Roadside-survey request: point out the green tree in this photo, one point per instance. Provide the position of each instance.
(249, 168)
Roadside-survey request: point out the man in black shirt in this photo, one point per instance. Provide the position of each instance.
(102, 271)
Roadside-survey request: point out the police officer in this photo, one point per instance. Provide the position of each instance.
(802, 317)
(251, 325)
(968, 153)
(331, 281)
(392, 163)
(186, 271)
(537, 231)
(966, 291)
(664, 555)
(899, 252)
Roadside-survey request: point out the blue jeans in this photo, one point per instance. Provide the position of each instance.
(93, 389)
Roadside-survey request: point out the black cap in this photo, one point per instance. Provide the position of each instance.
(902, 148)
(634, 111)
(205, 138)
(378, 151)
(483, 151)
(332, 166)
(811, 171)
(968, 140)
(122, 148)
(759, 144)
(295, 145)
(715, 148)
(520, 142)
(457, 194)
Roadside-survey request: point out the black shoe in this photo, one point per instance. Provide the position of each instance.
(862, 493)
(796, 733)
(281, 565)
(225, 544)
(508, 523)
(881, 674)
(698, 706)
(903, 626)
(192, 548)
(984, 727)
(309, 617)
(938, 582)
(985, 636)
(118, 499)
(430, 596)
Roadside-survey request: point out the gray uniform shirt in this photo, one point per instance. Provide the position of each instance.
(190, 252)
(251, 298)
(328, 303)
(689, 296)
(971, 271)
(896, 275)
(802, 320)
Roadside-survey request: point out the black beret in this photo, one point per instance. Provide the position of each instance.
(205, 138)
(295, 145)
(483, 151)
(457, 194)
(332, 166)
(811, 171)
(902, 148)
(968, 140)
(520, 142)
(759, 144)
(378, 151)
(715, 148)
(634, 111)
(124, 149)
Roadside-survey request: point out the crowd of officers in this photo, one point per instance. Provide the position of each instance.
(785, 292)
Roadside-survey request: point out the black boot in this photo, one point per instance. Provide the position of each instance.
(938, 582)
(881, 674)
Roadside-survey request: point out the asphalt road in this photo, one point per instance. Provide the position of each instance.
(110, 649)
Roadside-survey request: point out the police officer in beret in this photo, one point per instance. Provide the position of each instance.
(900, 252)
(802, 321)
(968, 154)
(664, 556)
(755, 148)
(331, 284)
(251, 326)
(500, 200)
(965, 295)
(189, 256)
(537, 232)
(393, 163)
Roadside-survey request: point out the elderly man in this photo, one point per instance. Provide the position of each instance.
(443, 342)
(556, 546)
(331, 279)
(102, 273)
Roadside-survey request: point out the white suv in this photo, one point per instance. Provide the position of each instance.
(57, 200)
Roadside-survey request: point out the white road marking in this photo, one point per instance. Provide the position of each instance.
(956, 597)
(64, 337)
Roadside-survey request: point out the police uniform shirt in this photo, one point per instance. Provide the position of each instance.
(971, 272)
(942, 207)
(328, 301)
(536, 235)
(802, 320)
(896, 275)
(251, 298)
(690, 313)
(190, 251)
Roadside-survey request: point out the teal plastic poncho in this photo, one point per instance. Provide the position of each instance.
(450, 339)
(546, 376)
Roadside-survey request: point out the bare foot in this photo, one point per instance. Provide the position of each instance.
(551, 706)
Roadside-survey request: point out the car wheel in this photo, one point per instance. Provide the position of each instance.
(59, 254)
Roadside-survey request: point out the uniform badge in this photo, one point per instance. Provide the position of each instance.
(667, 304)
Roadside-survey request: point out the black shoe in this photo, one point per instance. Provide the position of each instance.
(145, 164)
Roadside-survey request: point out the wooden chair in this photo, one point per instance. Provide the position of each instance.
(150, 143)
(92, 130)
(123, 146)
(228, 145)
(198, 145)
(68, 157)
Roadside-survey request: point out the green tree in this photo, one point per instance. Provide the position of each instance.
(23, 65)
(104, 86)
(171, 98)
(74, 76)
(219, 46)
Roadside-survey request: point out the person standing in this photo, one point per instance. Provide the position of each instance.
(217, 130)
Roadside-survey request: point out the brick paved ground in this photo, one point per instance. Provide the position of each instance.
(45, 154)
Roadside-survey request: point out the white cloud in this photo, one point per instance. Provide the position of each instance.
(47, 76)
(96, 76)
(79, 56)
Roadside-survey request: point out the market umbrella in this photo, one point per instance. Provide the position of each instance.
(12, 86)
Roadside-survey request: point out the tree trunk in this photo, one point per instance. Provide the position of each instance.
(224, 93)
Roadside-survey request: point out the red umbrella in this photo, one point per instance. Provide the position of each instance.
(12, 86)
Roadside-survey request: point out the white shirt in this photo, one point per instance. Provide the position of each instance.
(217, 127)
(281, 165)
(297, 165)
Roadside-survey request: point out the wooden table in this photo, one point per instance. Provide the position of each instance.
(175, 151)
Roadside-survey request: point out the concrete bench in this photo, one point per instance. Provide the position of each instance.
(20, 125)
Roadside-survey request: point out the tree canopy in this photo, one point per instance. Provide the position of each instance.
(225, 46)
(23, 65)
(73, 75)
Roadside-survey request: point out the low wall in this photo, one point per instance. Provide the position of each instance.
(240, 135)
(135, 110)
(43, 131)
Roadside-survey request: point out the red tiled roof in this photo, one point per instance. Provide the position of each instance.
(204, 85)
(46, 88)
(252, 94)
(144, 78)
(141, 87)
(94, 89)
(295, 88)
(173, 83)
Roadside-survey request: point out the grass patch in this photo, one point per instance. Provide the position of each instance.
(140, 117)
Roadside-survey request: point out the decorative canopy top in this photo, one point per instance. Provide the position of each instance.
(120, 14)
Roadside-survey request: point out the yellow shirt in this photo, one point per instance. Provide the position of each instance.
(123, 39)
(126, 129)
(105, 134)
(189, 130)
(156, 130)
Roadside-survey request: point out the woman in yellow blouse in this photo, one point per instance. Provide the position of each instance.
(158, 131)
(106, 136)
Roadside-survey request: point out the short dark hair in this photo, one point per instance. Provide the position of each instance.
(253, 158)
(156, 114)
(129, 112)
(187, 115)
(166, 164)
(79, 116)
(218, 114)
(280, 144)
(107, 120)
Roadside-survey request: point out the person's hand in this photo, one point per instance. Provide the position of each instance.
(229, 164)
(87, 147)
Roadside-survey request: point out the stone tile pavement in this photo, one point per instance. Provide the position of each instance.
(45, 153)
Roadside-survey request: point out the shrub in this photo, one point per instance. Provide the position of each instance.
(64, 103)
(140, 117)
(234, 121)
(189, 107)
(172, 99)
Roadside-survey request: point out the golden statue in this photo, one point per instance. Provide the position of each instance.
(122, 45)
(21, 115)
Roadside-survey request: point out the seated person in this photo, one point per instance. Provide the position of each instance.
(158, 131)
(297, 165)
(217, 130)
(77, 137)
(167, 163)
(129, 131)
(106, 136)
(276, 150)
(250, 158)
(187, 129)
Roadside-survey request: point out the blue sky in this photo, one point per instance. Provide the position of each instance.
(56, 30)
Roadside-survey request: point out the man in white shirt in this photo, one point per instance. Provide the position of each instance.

■ ■ ■

Would you write out all the records exactly as they read?

## Reply
Roadside-survey request: point out the green tree in this photo, one point per instance. Provide the position of each instance.
(249, 168)
Roadside-survey request: point out the man in black shirt in this photo, one point per instance. Provide the position of each instance.
(102, 271)
Roadside-survey request: point out the police officer in this photo, one point per instance. Provide the position of each instance.
(802, 317)
(251, 325)
(968, 153)
(331, 281)
(392, 163)
(186, 271)
(537, 231)
(966, 291)
(664, 555)
(899, 252)
Roadside-survey request: point out the blue jeans in this photo, one point per instance. Provide the position of each instance.
(93, 389)
Roadside-survey request: point out the black cap in this photo, one point per instance. Provide the position of each instance.
(902, 148)
(634, 111)
(205, 138)
(378, 151)
(483, 151)
(332, 166)
(811, 171)
(968, 140)
(122, 148)
(759, 144)
(295, 145)
(715, 148)
(520, 142)
(457, 194)
Roadside-survey request: point out the black shoe in this photo, one point per instance. Provide the position of each instance.
(862, 493)
(796, 733)
(281, 565)
(225, 544)
(508, 523)
(881, 674)
(698, 706)
(903, 626)
(192, 548)
(984, 727)
(309, 617)
(938, 582)
(985, 636)
(118, 499)
(430, 596)
Roadside-survey request: point out the gray uniform shirt in this photo, one point per instance. Provide the position of each instance.
(190, 252)
(251, 298)
(328, 303)
(689, 296)
(971, 271)
(896, 275)
(802, 320)
Roadside-survey request: point out the black beret in this photo, one point per instance. Provide the position of each instance.
(205, 138)
(295, 145)
(483, 151)
(457, 194)
(332, 166)
(811, 171)
(902, 148)
(968, 140)
(520, 142)
(759, 144)
(378, 151)
(715, 148)
(634, 111)
(124, 149)
Roadside-survey request: point out the crowd of officers in this photo, one point per instance. Provide the position of each instance.
(785, 292)
Roadside-survey request: point out the black boot in this photo, one point per instance. Provide the position of each instance.
(938, 582)
(881, 674)
Roadside-survey request: point out the asphalt road in this photo, one point per instance. Provide the position of each instance.
(110, 649)
Roadside-survey request: point out the police officer in beret in this photo, one point per instance. Provide the position of each instance.
(900, 252)
(802, 321)
(968, 154)
(664, 556)
(755, 148)
(331, 284)
(251, 326)
(500, 200)
(965, 295)
(189, 256)
(537, 232)
(393, 163)
Roadside-survey request: point out the elderly man in this photo, one point per instance. Provide the position of each instance.
(443, 342)
(556, 546)
(331, 279)
(102, 273)
Roadside-survey request: point out the white suv in this photo, one point per instance. Provide the position of each instance.
(57, 200)
Roadside-survey request: point out the white road marking in this photo, one point per instance. Provide the position of each instance.
(956, 597)
(64, 337)
Roadside-survey request: point out the police uniform shirt in this photo, one point per instance. Provide the position of each instance.
(971, 272)
(942, 207)
(328, 301)
(536, 235)
(802, 320)
(896, 275)
(251, 298)
(690, 313)
(190, 251)
Roadside-survey request: point out the teal plastic poncho in this photo, one point per instance. Provide the position of each instance.
(450, 339)
(546, 376)
Roadside-survey request: point out the bare foot in this photo, one point per instance. Provide the position of each instance.
(551, 706)
Roadside-survey request: point out the car wheel in this photo, one point per instance. Provide the position of each instance.
(59, 254)
Roadside-survey request: point out the uniform badge in this photo, one point per instance. Provide the position of each instance.
(667, 304)
Roadside-survey request: point out the black shoe in this photo, one point per instance. Provide the position of each instance.
(145, 164)
Roadside-survey request: point out the wooden chair in this photo, one point per instance. Provide the position of each instance.
(150, 143)
(92, 130)
(123, 146)
(228, 145)
(198, 145)
(68, 157)
Roadside-survey request: point out the green tree in this photo, one point per instance. Provide the position of each instance.
(23, 65)
(104, 86)
(171, 98)
(74, 76)
(219, 46)
Roadside-survey request: point out the person standing in this photo, one point per instance. Provide the position of each instance.
(217, 130)
Roadside-survey request: point out the brick paved ground in this photo, one point per instance. Provide the position of each instance.
(45, 154)
Roadside-survey request: point out the white cloud in this photo, one point per instance. Provide the position of each instance.
(47, 76)
(96, 76)
(79, 56)
Roadside-survey request: point out the market umbrella in this photo, one point per instance. Provide the position of each instance.
(12, 86)
Roadside-survey request: point out the tree trunk in this photo, one point per instance. Provide the position of each instance.
(224, 93)
Roadside-survey request: point out the red umbrella in this photo, one point per instance. Provide the position of each instance.
(12, 86)
Roadside-survey request: point out the white shirt in this photo, one point per instance. Provide the position of each instance.
(217, 127)
(281, 165)
(297, 165)
Roadside-survey request: point out the wooden table in this photo, one point per instance. Provide the position of each instance.
(175, 151)
Roadside-survey request: point out the concrete bench in this photo, one point per instance. Provide the position of each instance.
(20, 125)
Roadside-survey request: point out the tree canopy in this photo, one point per instance. Provide the position of each instance.
(225, 46)
(23, 65)
(73, 75)
Roadside-survey request: point out the low wall in this photo, one point per instance. Provide the position of each instance.
(240, 135)
(135, 110)
(43, 131)
Roadside-survey request: point out the red tiled roof in this photo, one point per instance. Provide the position of each instance.
(204, 85)
(46, 88)
(252, 94)
(144, 78)
(141, 87)
(94, 89)
(295, 88)
(173, 83)
Roadside-survey request: point out the grass patch in this photo, one point per instance. Provide the position of each instance.
(140, 117)
Roadside-survey request: point out the decorative canopy top in this photo, one point per instance. Provide the position of each instance.
(120, 14)
Roadside-survey request: point out the yellow shirt in this photo, one point per instance. Provide the position of each instance.
(123, 39)
(126, 129)
(105, 134)
(189, 130)
(156, 130)
Roadside-survey request: point out the woman in yellow blouse in this photo, one point per instance. Provide the position of each instance.
(158, 131)
(106, 136)
Roadside-survey request: point out the short dark hair in this photo, one point per instance. Provide the position of each instance.
(253, 158)
(156, 114)
(129, 112)
(187, 115)
(166, 164)
(79, 116)
(218, 114)
(280, 144)
(107, 120)
Roadside-survey request: point out the person's hand in this photo, one point per instance. Provide the position of each instance.
(229, 164)
(87, 147)
Roadside-survey request: point out the stone tile pavement in this photo, one point per instance. Provide the position of each instance.
(45, 153)
Roadside-survey request: point out the shrub in this photo, one point per instance. Provide the position of each instance.
(64, 103)
(140, 117)
(234, 121)
(189, 107)
(172, 99)
Roadside-survey request: point out the golden statue in this photo, one point per instance. Provide the position of each instance.
(122, 45)
(21, 115)
Roadside-survey request: point out the seated person in this photo, one point per instance. Provide the position of each instance.
(158, 131)
(297, 165)
(217, 130)
(77, 137)
(167, 163)
(129, 131)
(106, 136)
(276, 150)
(250, 158)
(187, 129)
Roadside-survey request: point out the blue sky in this photo, one point per instance. Provide the position of each instance.
(56, 30)
Roadside-survey request: point out the man in white shirt in this photo, one point per instance. Provide the position of each instance.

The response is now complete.